* **What is being asked**
Only the lines with "leather" in them need to be copied from the listing.

* **Records provided**
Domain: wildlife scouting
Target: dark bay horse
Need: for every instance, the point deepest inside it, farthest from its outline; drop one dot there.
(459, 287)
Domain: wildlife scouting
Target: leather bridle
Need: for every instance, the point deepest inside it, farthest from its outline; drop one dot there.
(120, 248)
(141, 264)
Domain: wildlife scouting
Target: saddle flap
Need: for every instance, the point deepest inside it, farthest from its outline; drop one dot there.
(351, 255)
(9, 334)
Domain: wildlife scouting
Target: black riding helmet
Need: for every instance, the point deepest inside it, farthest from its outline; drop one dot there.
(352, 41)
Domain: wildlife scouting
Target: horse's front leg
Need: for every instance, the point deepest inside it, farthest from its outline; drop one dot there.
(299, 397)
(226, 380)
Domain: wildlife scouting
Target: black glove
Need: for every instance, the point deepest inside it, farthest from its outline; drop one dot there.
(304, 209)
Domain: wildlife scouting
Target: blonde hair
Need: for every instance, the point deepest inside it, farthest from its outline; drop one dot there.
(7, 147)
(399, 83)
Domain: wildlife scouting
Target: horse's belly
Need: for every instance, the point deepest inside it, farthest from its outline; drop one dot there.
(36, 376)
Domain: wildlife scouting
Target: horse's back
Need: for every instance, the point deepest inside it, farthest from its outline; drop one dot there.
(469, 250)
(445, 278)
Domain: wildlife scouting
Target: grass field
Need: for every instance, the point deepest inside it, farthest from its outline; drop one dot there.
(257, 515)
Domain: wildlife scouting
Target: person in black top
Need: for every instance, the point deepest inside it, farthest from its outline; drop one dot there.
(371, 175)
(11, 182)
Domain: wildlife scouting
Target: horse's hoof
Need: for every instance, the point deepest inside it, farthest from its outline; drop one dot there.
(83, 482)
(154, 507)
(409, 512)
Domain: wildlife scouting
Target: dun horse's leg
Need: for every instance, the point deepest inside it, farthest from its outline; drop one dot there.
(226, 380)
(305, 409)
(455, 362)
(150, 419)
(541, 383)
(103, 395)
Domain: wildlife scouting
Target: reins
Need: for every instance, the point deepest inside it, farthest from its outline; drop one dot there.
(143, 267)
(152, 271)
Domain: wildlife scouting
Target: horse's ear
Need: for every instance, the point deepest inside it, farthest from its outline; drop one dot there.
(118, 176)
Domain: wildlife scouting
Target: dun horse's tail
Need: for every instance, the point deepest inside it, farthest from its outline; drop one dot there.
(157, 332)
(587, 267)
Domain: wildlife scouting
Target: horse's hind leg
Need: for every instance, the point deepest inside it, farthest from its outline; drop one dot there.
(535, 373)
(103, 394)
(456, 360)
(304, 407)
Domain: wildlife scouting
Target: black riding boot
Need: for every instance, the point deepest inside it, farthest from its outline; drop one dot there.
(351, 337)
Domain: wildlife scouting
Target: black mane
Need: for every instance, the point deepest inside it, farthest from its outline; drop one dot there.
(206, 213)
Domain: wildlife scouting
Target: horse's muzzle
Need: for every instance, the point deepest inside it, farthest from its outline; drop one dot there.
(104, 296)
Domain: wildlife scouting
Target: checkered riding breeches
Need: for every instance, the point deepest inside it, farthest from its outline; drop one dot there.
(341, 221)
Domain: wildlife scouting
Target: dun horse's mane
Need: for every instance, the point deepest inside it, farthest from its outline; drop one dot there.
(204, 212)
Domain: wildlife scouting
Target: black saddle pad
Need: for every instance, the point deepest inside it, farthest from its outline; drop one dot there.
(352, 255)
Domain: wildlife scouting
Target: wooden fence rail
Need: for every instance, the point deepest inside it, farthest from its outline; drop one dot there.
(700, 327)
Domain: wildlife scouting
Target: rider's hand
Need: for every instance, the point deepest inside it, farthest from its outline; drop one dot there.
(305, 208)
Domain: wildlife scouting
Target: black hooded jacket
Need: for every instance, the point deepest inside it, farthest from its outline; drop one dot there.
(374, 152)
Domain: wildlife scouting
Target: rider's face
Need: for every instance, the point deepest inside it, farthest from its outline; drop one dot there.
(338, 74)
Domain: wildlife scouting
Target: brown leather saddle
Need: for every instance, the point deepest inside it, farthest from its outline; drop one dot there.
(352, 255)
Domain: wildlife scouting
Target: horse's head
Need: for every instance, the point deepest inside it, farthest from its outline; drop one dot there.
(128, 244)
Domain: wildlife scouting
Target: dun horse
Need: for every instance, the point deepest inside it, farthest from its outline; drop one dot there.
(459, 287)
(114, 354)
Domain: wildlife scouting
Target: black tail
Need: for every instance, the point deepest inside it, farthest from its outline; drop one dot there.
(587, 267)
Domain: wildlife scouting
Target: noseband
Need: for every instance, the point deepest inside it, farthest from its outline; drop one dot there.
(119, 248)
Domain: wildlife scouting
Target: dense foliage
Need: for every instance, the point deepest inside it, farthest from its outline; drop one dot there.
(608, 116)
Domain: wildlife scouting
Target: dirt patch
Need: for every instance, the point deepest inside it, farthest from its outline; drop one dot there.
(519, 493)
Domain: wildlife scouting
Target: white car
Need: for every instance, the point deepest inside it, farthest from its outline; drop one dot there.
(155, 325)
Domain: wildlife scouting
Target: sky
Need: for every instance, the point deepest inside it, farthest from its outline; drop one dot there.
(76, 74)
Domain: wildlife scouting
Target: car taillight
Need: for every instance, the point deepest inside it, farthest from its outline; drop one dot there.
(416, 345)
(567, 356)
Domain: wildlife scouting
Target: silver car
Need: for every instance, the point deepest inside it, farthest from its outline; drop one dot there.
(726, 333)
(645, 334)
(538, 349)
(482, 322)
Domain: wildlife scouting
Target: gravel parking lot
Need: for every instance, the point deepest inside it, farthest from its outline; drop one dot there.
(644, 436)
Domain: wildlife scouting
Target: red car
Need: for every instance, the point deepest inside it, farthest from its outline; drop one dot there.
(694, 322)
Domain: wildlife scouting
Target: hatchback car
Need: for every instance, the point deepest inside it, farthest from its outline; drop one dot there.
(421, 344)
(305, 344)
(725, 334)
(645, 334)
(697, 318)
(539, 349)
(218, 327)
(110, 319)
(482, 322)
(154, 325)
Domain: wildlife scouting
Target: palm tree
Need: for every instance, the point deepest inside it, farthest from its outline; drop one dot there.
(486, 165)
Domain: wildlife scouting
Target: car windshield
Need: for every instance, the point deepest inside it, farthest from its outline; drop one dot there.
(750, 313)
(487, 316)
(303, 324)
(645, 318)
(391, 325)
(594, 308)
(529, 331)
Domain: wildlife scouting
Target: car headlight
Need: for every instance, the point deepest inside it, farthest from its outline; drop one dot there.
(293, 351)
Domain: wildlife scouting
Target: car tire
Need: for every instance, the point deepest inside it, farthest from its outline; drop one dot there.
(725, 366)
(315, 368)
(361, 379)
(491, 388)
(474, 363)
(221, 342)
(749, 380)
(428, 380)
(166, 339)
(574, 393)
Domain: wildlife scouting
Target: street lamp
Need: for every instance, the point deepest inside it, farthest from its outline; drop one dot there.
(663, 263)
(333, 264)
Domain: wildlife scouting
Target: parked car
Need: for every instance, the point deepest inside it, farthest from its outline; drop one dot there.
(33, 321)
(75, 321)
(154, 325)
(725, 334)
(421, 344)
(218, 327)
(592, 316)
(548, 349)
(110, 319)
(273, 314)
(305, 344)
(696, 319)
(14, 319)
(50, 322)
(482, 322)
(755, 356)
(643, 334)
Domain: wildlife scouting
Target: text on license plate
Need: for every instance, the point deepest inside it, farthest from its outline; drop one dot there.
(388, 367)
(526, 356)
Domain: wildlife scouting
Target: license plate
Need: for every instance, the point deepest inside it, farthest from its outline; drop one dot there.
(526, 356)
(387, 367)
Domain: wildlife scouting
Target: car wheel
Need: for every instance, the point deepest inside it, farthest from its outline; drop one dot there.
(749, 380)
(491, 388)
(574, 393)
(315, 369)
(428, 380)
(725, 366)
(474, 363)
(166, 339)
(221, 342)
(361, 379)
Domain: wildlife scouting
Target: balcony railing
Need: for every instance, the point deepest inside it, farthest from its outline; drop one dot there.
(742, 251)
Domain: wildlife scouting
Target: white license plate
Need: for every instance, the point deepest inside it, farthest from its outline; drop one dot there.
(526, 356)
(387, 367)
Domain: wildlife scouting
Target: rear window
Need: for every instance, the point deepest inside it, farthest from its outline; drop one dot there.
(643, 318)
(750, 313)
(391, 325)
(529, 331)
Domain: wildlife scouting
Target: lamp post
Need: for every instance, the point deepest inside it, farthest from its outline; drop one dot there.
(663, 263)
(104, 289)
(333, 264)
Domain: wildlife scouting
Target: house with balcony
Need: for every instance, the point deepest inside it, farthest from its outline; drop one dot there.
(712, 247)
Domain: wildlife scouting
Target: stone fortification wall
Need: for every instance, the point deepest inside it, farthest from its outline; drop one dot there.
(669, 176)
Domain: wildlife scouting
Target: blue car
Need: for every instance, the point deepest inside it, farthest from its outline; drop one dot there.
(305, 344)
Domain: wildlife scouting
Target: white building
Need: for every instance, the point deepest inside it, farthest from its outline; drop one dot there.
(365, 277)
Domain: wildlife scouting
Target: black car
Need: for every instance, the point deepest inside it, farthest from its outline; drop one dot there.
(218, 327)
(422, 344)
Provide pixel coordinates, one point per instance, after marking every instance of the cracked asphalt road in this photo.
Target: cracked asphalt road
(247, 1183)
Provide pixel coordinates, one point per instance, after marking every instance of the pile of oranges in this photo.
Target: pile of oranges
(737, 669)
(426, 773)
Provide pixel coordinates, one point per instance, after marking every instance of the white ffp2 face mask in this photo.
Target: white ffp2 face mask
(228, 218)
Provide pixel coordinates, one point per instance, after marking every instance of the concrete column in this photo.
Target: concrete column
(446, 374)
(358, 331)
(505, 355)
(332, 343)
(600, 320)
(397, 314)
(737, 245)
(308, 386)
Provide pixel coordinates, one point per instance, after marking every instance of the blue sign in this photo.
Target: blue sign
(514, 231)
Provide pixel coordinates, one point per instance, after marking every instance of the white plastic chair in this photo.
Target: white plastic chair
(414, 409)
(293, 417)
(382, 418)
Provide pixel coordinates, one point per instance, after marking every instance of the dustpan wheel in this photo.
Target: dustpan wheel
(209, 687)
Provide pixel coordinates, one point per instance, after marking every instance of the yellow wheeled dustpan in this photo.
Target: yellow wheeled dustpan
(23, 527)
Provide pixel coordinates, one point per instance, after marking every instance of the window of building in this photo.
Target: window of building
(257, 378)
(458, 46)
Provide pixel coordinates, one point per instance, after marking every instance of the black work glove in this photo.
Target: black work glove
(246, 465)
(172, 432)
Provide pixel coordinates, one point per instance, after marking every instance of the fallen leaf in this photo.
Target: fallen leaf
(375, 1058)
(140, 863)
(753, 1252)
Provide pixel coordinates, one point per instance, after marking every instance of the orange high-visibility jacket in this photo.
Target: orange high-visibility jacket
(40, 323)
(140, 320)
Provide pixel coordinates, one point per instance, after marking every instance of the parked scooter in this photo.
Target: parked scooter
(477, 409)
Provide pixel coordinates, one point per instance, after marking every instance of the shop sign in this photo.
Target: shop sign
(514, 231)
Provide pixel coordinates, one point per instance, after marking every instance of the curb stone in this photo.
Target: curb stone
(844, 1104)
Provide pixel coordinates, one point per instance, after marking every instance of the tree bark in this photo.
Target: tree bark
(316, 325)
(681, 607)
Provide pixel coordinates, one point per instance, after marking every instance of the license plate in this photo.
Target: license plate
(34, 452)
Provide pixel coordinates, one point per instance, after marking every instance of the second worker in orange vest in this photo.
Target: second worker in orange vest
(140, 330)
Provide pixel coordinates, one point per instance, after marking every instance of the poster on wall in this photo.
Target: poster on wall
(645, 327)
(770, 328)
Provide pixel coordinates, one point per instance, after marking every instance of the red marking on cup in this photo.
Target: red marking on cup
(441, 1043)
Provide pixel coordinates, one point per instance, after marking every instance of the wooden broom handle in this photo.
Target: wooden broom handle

* **Reply**
Target: leather bridle
Target: brown leather saddle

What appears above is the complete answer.